> _Text section_:
===============

Despite being someone that hasn’t enjoyed the previous Lego games I walked away from Lego Batman 2: DC Super Heroes with nothing but a smile on my face since it’s that good. Combining the things we know about Batman, Superman and their other super powered friends, Lego Batman 2 delivers a game that has engaging gameplay and more importantly has a narrative that isn’t scoff worthy or falls flat towards the end. The game may not be perfect as things like the open-world Gotham don’t feel fully utilized, but if you’re a fan of Batman and want a fun game to play while we wait for the next masterpiece from Rocksteady then Lego Batman 2: DC Super Heroes is definitely worth your time.
+ Gameplay is really fun and has a tremendous amount of variety.
+ Each of the heroes feels perfect and are used in interesting ways.
+ Graphically the game may not be a beast but it has a lot of charm and more importantly it looks good most of the time.
+ The writing and voice acting adds a lot of depth and its fun to see key characters react in unique ways.
- Co-op play being limited to local only is just odd.

===============

> _Data block_:
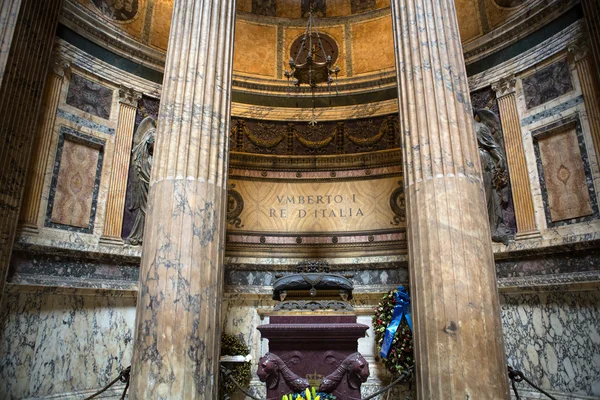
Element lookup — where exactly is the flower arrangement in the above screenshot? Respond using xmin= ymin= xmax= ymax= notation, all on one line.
xmin=220 ymin=333 xmax=252 ymax=399
xmin=281 ymin=387 xmax=335 ymax=400
xmin=373 ymin=289 xmax=414 ymax=375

===============

> _Set problem_:
Answer these questions from the game review:
1. Which feature of the game does the review say doesn't feel fully utilized?
2. What limitation of co-op play does the review criticize?
3. Whose next masterpiece does the review mention fans are waiting for?

> _Task answer_:
1. The open-world Gotham.
2. Co-op play is limited to local only.
3. Rocksteady's.